1848-49

Marx et Engels journalistes au coeur de la révolution...

Une publication effectuée en collaboration avec la bibliothèque de sciences sociales de l'Université de Québec.


La Nouvelle Gazette Rhénane

Friedrich Engels

Débats ententistes


n° 35, 5 juillet 1848

Cologne, le 4 juillet

Nous abordons aujourd'hui la séance ententiste du 28 juin. L'Assemblée a en face d'elle un nouveau président, un nouveau règlement et de nouveaux ministres. On peut donc s'imaginer quel degré de confusion y règne.

Après d'assez longs débats préalables sur le règlement et autres sujets, le député Gladbach prend enfin la parole. Il y a quelques jours à Spandau, la soldatesque prussienne a désarmé de force les francs-tireurs de retour du Schleswig-Holstein, et appartenant à la sixième compagnie des corps francs, dissoute pour ses convictions républicaines; elle en a même arrêté quelques-uns. Elle n'avait absolument aucun motif légal, ni aucun mandat légal. Légalement, la troupe ne peut, absolument pas, de son propre chef, se livrer à de pareilles actions. Mais la plupart de ces francs-tireurs étaient des combattants des barricades de Berlin et il fallait une vengeance à ces messieurs de la garde.

M. Gladbach interpella le ministère sur cet acte de despotisme militaire.

Le ministre de la Guerre Schreckenstein déclare qu'il ne sait rien à ce sujet et qu'il se réserve de réclamer un rapport aux autorités compétentes.

C'est donc pour ça que le peuple paie un ministre de la Guerre, pour que le 28 à Berlin, il ne sache encore rien de ce que la troupe a fait le 25 à Spandau, à trois heures de Berlin; pour que, à trois heures de Berlin, sous ses yeux pour ainsi dire, les lieutenants de la garde occupent des gares et reprennent au peuple armé les armes qui lui appartiennent et qu'il a conquises sur le champ de bataille; et cela sans même honorer M. le ministre de la Guerre d'un rapport ! Mais évidemment, le lieutenant-colonel Schlichting qui accomplit cet exploit, agit suivant des « instructions » qu'il reçoit probablement de Potsdam [1], où, probablement aussi, il va au rapport.

Demain, supplie le ministre de la Guerre bien informé, demain je pourrai peut-être vous répondre.

Suit une interpellation de Zacharias : Le ministère a promis un projet de loi sur la milice. Ce projet s'appuiera-t-il sur le principe de l'armement général du peuple ?

Le nouveau ministre de l'Intérieur, M. Kühlwetter, répond : Effectivement une loi sur la milice a bien été déposée, mais elle n'a pas encore été examinée par le ministère; il lui est donc impossible d'apporter d'autres précisions à ce sujet.

Le nouveau ministère a donc été formé si précipitamment, il s'est si peu entendu sur les principes directeurs que même la question brûlante de l'armement du peuple n'est pas encore venue en discussion !

________________

- [Consigne A]:
Répondez à ces questions sur l'article sur la séance du 28 juin :
(i) Quel député interpelle le ministère sur le désarmement des francs-tireurs à Spandau ?
(ii) Quel lieutenant-colonel a accompli cet exploit, selon l'article ?
(iii) Quel ministre répond à l'interpellation de Zacharias sur la milice ?
- [Consigne B]: Reproduisez l'article sur la séance du 28 juin de « Le ministre de la Guerre Schreckenstein » à « va au rapport. ».
- [Consigne C]: Rédigez la suite de l'article sur la séance du 28 juin, en partant de sa dernière phrase.
Le matériel n'a aucun lien avec l'article sur la séance du 28 juin.

________________

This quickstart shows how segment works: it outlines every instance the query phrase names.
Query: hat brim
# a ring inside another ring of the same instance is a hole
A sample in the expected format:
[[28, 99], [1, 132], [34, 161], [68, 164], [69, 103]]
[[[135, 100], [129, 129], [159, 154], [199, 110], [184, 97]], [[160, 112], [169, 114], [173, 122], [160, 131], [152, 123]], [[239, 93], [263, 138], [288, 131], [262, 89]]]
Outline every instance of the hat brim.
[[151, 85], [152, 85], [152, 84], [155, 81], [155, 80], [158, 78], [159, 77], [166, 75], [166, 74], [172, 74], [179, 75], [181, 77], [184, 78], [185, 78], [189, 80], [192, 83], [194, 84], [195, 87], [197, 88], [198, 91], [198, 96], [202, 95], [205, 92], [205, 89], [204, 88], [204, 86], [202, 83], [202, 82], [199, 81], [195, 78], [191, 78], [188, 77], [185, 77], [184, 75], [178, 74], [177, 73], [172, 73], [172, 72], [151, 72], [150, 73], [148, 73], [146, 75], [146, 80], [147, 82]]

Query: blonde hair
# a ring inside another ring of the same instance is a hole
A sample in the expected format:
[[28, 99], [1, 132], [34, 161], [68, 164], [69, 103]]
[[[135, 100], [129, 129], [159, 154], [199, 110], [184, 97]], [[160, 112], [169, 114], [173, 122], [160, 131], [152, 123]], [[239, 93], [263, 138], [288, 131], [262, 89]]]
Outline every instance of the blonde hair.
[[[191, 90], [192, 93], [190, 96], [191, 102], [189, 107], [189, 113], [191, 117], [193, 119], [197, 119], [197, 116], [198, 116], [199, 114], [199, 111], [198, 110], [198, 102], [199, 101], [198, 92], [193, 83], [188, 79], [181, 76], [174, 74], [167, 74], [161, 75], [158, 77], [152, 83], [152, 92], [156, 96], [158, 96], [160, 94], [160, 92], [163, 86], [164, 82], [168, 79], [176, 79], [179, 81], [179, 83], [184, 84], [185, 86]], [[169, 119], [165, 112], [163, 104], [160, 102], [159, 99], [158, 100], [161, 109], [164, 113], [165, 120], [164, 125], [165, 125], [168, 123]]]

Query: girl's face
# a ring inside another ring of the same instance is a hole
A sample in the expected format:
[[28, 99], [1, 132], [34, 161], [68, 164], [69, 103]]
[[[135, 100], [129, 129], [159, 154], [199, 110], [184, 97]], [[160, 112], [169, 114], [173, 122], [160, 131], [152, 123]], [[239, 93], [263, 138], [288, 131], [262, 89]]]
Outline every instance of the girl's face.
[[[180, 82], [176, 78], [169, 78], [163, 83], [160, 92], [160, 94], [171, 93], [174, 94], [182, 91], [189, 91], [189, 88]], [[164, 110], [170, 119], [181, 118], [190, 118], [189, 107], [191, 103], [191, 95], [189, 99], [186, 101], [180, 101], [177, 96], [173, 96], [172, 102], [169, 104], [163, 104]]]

________________

- [Réponse A]:
(i) Le député Gladbach.
(ii) Le lieutenant-colonel Schlichting.
(iii) M. Kühlwetter, le nouveau ministre de l'Intérieur.

- [Réponse B]:
Le ministre de la Guerre Schreckenstein déclare qu'il ne sait rien à ce sujet et qu'il se réserve de réclamer un rapport aux autorités compétentes.

C'est donc pour ça que le peuple paie un ministre de la Guerre, pour que le 28 à Berlin, il ne sache encore rien de ce que la troupe a fait le 25 à Spandau, à trois heures de Berlin; pour que, à trois heures de Berlin, sous ses yeux pour ainsi dire, les lieutenants de la garde occupent des gares et reprennent au peuple armé les armes qui lui appartiennent et qu'il a conquises sur le champ de bataille; et cela sans même honorer M. le ministre de la Guerre d'un rapport ! Mais évidemment, le lieutenant-colonel Schlichting qui accomplit cet exploit, agit suivant des « instructions » qu'il reçoit probablement de Potsdam [1], où, probablement aussi, il va au rapport.

- [Réponse C]:
Une deuxième interpellation du député Gladbach concernait la nomination définitive de maires et autres fonctionnaires par les autorités qui en étaient chargées jusqu'à présent. Comme toute l'administration qui existait jusqu'alors ne subsiste que par intérim, c'est seulement par intérim. qu'elle pourra au fur et à mesure combler les lacunes, jusqu'à ce que la législation ait fixé comment et par qui les différentes autorités doivent être nommées. Mais il y a tout de même des maires et d'autres fonctionnaires nommés à titre définitif.

Le ministre Kühlwetter se déclare en tous points d'accord avec M. Gladbach et ne fera nommer que des maires provisoires.

Une autre interpellation de M. Gladbach sur la suspension de nombreux fonctionnaires détestés de leurs administrés - et dont certains, notamment à la campagne, furent chassés dans la première ardeur révolutionnaire - fut habilement escamotée par M. le président Grabow.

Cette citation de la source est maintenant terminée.